* **DOCUMENT SEGMENT**
☆ ☆ ☆
If we’re learning one thing from this records access debacle, it’s that we should beware what is slipped into our contracts – especially when new ‘requirements’ are forward-dated to seduce us into mentally kicking the can of implications down the road.

These contractual timebombs can be trivial or apocalyptic. In the former category: the ‘Shared decision-making mandatory training’, which had me squawking in disbelief, while others were apparently unperturbed – presumably because they assumed it was a joke, right up to the point when the email reminders pinged in. And in the latter category I’d cite the preposterous work-generation machine that is the IIF, which no one batted an eyelid over until they realised they actually had to get on with it.

Yes, these were both PCN contract requirements, but the principle’s the same. And also yes, one was scrapped and the other modified once the penny dropped and everyone threw up their hands in horror, but that’s my point. Bonkers ideas are Trojan horsed into contracts because the Government realises that future dating them means we’ll put them on the backest of back burners and start protesting way too late. At which point NHSE can justifiably question all the fuss on the basis that we’ve had ages to prepare.

Which is probably a good moment to remind everyone about the next patient-record-access master stroke – the plan to give all patients full-on, publicised, one-click retrospective notes access from next year.

You thought we’d just faced Armageddon. Er, no. That was nothing. After all, moving forward, we can at least adapt our workflows, consultations and record keeping to mould prospective access into less of an existential threat.
☆ ☆ ☆
* **ENTRIES SHOWN**
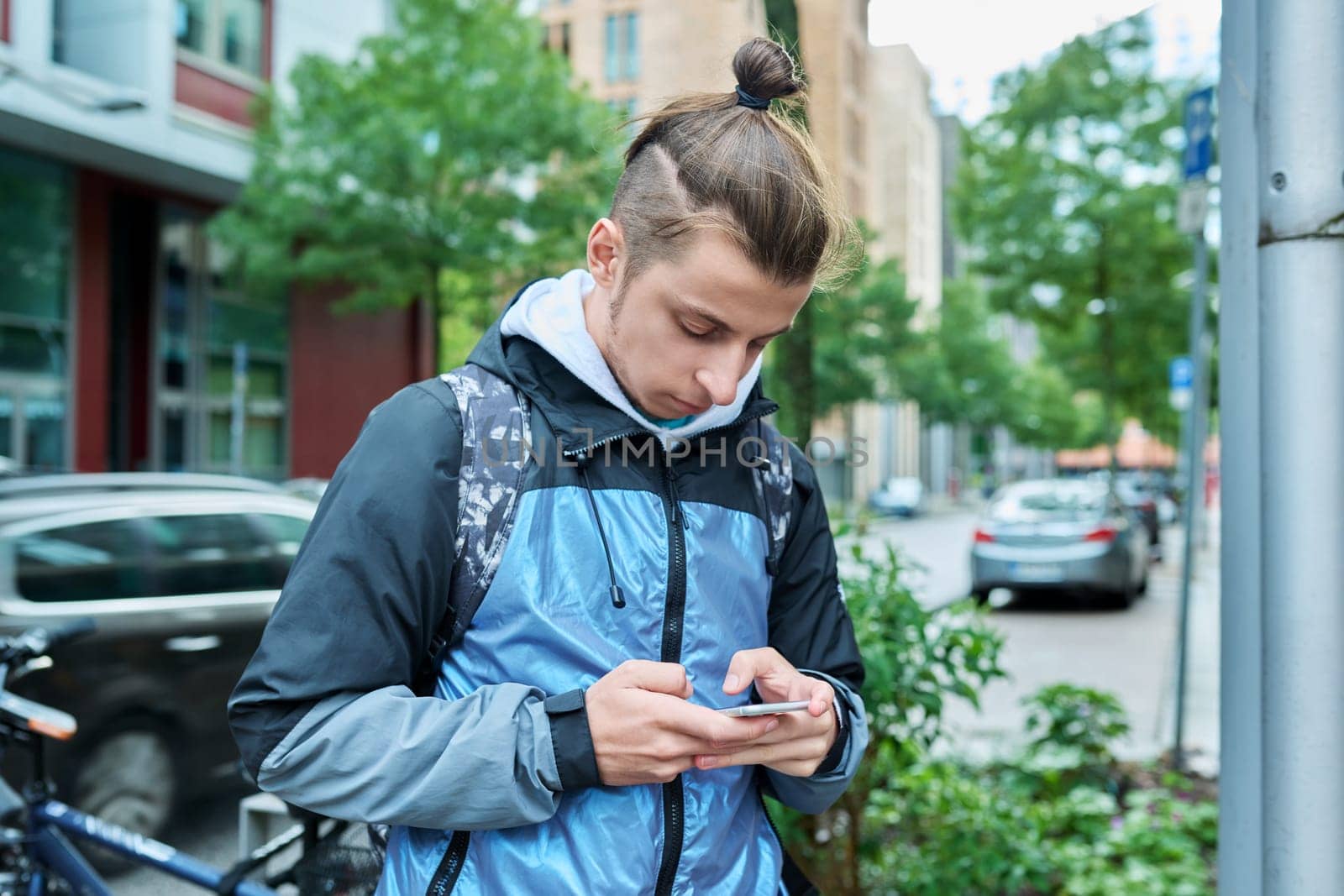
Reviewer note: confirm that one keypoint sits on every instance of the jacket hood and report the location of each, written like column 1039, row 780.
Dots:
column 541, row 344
☆ ☆ ☆
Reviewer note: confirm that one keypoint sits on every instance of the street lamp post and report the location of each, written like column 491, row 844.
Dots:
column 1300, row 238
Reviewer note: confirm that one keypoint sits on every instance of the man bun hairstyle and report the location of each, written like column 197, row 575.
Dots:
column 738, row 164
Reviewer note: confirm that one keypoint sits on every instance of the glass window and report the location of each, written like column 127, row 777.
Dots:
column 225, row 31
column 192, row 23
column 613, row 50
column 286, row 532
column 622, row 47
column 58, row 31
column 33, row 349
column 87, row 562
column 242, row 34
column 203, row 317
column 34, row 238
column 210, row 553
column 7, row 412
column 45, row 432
☆ ☆ ☆
* **EXERCISES**
[A] In the records access column, rewrite the passage starting at "Yes, these were" and ending at "ages to prepare.", changing "Trojan horsed" to "smuggled".
[B] According to the records access column, what can be adapted to make prospective access less of an existential threat? List each item.
[C] In the records access column, why does the Government future-date the bonkers ideas it slips into contracts?

* **COMPLETED EXERCISE**
[A]
Yes, these were both PCN contract requirements, but the principle’s the same. And also yes, one was scrapped and the other modified once the penny dropped and everyone threw up their hands in horror, but that’s my point. Bonkers ideas are smuggled into contracts because the Government realises that future dating them means we’ll put them on the backest of back burners and start protesting way too late. At which point NHSE can justifiably question all the fuss on the basis that we’ve had ages to prepare.

[B]
- workflows
- consultations
- record keeping

[C] The Government knows that future-dating them makes practices put them on the back burner and protest too late. NHSE can then fairly question the fuss because practices have had ages to prepare.